**Instructions for the task**
Reproduce only the stretch of the records below that runs from the line containing "I need to verify whether any bush" through the end of the records, keeping every line unchanged.

[Detection annotation records]
+++
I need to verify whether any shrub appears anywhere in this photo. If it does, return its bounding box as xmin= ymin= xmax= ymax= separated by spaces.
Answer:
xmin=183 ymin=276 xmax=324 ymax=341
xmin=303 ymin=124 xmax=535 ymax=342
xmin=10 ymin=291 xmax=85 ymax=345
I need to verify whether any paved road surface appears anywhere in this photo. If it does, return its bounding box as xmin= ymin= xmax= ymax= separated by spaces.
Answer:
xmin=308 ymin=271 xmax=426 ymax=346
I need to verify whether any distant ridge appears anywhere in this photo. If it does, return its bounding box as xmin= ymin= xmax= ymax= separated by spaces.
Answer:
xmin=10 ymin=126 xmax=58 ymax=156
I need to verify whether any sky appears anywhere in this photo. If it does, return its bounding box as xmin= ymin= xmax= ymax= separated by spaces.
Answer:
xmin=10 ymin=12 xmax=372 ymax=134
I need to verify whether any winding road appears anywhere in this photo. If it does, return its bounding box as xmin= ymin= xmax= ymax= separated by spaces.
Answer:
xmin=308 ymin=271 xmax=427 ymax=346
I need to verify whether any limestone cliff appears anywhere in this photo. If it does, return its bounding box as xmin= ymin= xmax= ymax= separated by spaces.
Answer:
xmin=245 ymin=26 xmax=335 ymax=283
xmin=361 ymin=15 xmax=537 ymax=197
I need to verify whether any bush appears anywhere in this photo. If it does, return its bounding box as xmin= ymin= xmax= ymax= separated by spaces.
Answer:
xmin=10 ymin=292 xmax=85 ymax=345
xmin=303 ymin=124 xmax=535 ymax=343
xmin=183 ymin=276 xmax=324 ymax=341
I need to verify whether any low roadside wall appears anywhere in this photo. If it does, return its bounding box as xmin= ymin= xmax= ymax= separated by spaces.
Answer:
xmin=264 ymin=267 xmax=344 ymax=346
+++
**Task output**
I need to verify whether any bush appears anywhere in this photo. If it does, return its bounding box as xmin= ymin= xmax= ymax= separated by spaces.
Answer:
xmin=10 ymin=292 xmax=85 ymax=345
xmin=303 ymin=124 xmax=535 ymax=343
xmin=183 ymin=276 xmax=324 ymax=341
I need to verify whether any low roadside wall appears anywhere in this photo. If it does, return its bounding box as xmin= ymin= xmax= ymax= separated by spaces.
Answer:
xmin=264 ymin=267 xmax=344 ymax=346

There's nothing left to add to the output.